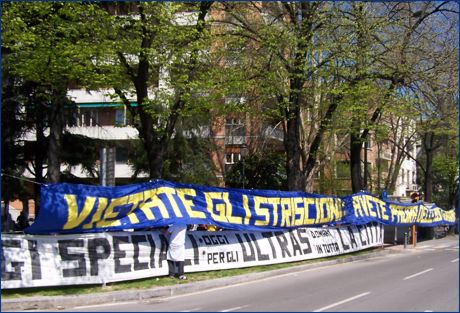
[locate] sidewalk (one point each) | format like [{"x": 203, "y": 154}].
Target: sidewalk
[{"x": 61, "y": 302}]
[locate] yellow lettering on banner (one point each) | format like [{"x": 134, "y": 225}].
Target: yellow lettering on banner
[
  {"x": 225, "y": 209},
  {"x": 369, "y": 201},
  {"x": 383, "y": 210},
  {"x": 306, "y": 202},
  {"x": 247, "y": 217},
  {"x": 73, "y": 218},
  {"x": 319, "y": 211},
  {"x": 358, "y": 206},
  {"x": 221, "y": 208},
  {"x": 110, "y": 216},
  {"x": 265, "y": 212},
  {"x": 335, "y": 207},
  {"x": 232, "y": 219},
  {"x": 298, "y": 211},
  {"x": 135, "y": 200},
  {"x": 286, "y": 212},
  {"x": 151, "y": 200},
  {"x": 188, "y": 203},
  {"x": 98, "y": 215},
  {"x": 404, "y": 214},
  {"x": 169, "y": 192}
]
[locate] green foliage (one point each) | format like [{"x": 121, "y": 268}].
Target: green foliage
[{"x": 264, "y": 170}]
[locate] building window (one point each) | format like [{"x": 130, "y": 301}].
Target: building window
[
  {"x": 121, "y": 155},
  {"x": 120, "y": 117},
  {"x": 232, "y": 158},
  {"x": 342, "y": 169},
  {"x": 88, "y": 118},
  {"x": 235, "y": 131}
]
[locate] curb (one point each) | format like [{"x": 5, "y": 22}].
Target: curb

Task requirements> Copy exactly the lines from the one containing "[locate] yellow lettering" through the last line of the records, both included, and nothing else.

Reply>
[locate] yellow lettering on banner (one point each) | format like [{"x": 134, "y": 225}].
Target: yellow lettering on banner
[
  {"x": 225, "y": 209},
  {"x": 369, "y": 201},
  {"x": 383, "y": 210},
  {"x": 306, "y": 202},
  {"x": 247, "y": 217},
  {"x": 73, "y": 218},
  {"x": 319, "y": 211},
  {"x": 358, "y": 206},
  {"x": 221, "y": 208},
  {"x": 110, "y": 216},
  {"x": 265, "y": 212},
  {"x": 335, "y": 207},
  {"x": 232, "y": 219},
  {"x": 298, "y": 211},
  {"x": 135, "y": 200},
  {"x": 286, "y": 212},
  {"x": 151, "y": 200},
  {"x": 188, "y": 203},
  {"x": 98, "y": 215},
  {"x": 404, "y": 214},
  {"x": 169, "y": 192}
]
[locate] green foliage (one point each) | format like [{"x": 121, "y": 268}].
Target: green foliage
[{"x": 264, "y": 170}]
[locate] building window (one point each) | format like [{"x": 130, "y": 301}].
Target: building window
[
  {"x": 121, "y": 155},
  {"x": 120, "y": 117},
  {"x": 232, "y": 158},
  {"x": 342, "y": 169},
  {"x": 88, "y": 118},
  {"x": 235, "y": 131}
]
[locate] curb (one point each) | format like [{"x": 5, "y": 22}].
Target: curb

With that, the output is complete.